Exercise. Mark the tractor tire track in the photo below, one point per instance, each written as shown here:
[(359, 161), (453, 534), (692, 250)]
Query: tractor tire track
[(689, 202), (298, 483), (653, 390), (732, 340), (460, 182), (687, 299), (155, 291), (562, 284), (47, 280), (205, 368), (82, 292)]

--- --- ---

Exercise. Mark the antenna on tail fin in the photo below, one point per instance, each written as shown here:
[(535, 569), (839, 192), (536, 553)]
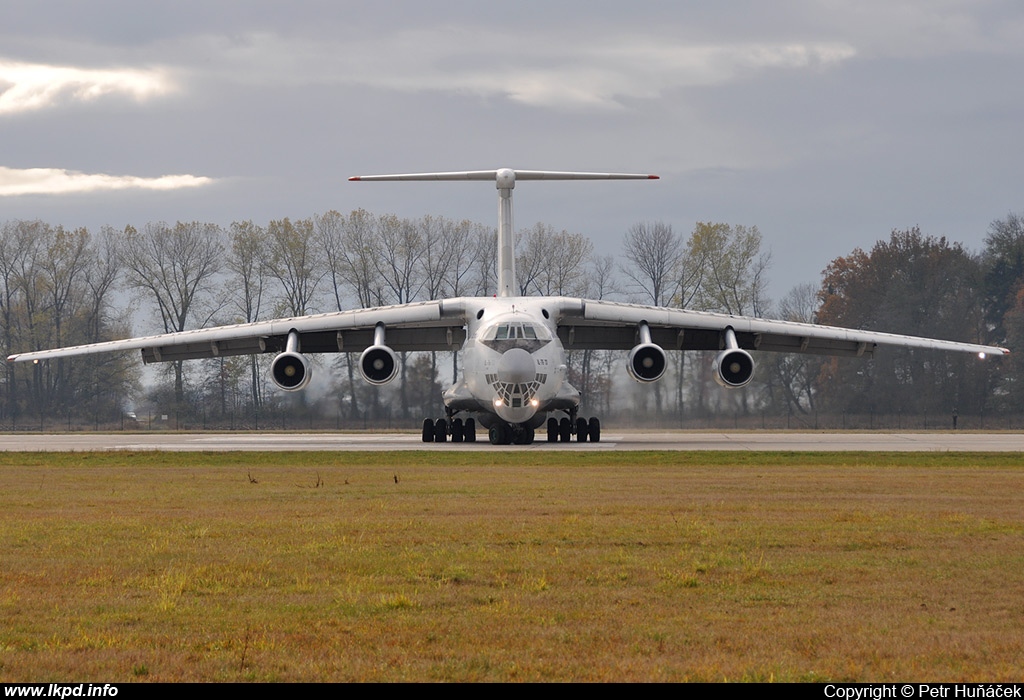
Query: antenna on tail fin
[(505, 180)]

--- --- ---

● **WHAT IS BEING ASKED**:
Retype the listing lines starting with the line containing "Exercise. Mark the tractor" and going on through the line containing "368), (82, 292)]", both included. Copy those lines alone, character for character.

● **CORRECT ANSWER**:
Exercise. Mark the tractor tire track in the photo below, one point per instance, each written as shown here:
[(359, 161), (453, 534), (692, 250)]
Query: tractor tire track
[(689, 202), (298, 483), (653, 390), (732, 340), (460, 182), (687, 299), (155, 291), (562, 284), (47, 280), (205, 368), (82, 292)]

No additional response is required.